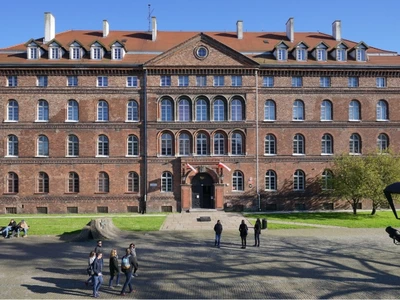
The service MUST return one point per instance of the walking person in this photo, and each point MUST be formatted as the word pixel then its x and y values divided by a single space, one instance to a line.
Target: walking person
pixel 132 247
pixel 257 232
pixel 97 274
pixel 92 257
pixel 114 268
pixel 127 266
pixel 218 232
pixel 243 233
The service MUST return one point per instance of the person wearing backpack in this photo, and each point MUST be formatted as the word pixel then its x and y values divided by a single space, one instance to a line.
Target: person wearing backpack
pixel 127 266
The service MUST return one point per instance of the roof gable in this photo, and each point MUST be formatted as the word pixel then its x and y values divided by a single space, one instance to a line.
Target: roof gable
pixel 201 50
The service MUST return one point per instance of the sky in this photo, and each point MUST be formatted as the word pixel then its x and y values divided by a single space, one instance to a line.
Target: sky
pixel 374 22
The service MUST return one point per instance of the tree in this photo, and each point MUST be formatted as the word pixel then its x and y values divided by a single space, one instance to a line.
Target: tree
pixel 350 179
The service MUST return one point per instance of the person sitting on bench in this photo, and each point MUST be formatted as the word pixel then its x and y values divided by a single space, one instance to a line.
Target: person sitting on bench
pixel 10 227
pixel 22 226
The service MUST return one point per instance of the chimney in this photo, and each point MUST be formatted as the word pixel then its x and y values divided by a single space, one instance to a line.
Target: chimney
pixel 106 28
pixel 153 28
pixel 239 29
pixel 290 29
pixel 337 30
pixel 49 27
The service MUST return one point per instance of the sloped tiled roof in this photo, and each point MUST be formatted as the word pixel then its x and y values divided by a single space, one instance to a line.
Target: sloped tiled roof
pixel 258 46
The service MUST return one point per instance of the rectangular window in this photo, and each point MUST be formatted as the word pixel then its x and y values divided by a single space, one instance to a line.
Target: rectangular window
pixel 131 81
pixel 297 81
pixel 268 81
pixel 380 82
pixel 353 81
pixel 236 80
pixel 165 80
pixel 102 81
pixel 42 81
pixel 12 81
pixel 183 80
pixel 218 80
pixel 325 82
pixel 72 81
pixel 201 80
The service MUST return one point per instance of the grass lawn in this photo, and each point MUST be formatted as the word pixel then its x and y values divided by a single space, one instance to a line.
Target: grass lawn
pixel 64 224
pixel 344 219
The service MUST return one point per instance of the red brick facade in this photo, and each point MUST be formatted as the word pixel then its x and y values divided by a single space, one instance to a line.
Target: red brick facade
pixel 181 145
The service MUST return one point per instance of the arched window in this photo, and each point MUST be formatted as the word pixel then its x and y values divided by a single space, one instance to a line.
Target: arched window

#####

-- Direction --
Copy all of the data above line for line, with no changes, and leave out the pictures.

-- Complete answer --
The service MUST return one point per instance of the walking person in this photo, and each point MUST be formatted as the word pixel then its x and y values divided by a single space, one instance to a line.
Target: walking person
pixel 132 247
pixel 257 232
pixel 97 274
pixel 92 257
pixel 114 268
pixel 127 266
pixel 218 232
pixel 243 233
The service MUST return one point per instance of the person wearing backpack in this photo, and each point MUST be formatted as the word pixel then its x and y values divided by a single space, one instance to a line.
Target: person wearing backpack
pixel 127 266
The service MUST return one point per instance of the roof gable in this photo, and each point MUST be formatted as the word pixel then its x and y values divided by a single space, one instance to a line.
Target: roof gable
pixel 201 50
The service MUST return one point per instance of the sky in this photo, and each point MUST be formatted as the word pixel then its x and y values divided by a single space, one instance to a line.
Target: sky
pixel 374 22
The service MUST return one point per instance of the tree in this photo, and each point MUST be formatted as the word pixel then its x and y values divided by a single space, one instance to a line.
Target: tree
pixel 350 179
The service MUST return one point per instance of the person sitting on bench in this photo, and each point MUST be formatted as the word pixel then its x and y values divided by a single space, one instance to a line.
Target: person sitting on bench
pixel 10 227
pixel 22 226
The service MUST return one point per instance of the chimney in this photo, and each point MUST be formatted as the word pixel then its x and y values divided by a single space, one instance to a line.
Target: chimney
pixel 106 28
pixel 153 28
pixel 239 29
pixel 290 29
pixel 337 30
pixel 49 27
The service MUST return one point per instance of the sloped tiled roof in this photo, and each point MUST be formatted as the word pixel then its x and y values divided by a single space, one instance to a line.
Target: sloped tiled roof
pixel 258 46
The service MUST return one point per instance of the rectangular window in this photo, and each point MUST be formatted as the word pixel then its x and y values divided by a single space, one instance to a line.
Target: rectangular window
pixel 131 81
pixel 297 81
pixel 268 81
pixel 380 82
pixel 353 81
pixel 236 80
pixel 165 80
pixel 102 81
pixel 42 81
pixel 12 81
pixel 183 80
pixel 218 80
pixel 325 82
pixel 72 81
pixel 201 80
The service MUST return one point per instance of the grass lawn in this photo, and each point MUST be formatted as the word pixel then its x and y values divided by a single space, one instance to a line.
Target: grass lawn
pixel 64 224
pixel 344 219
The service MUST return one point per instance of the red brick facade in this photo, and each point MUST be formatted as the word pixel then its x and y values divided by a single space, one instance to a line.
Target: red brick facade
pixel 181 145
The service MUST return one point per instance of the arched window in this photo, and each point MUST be formatted as the word pixel then its x and y values divided by a single space, one instance to a line.
Target: arched window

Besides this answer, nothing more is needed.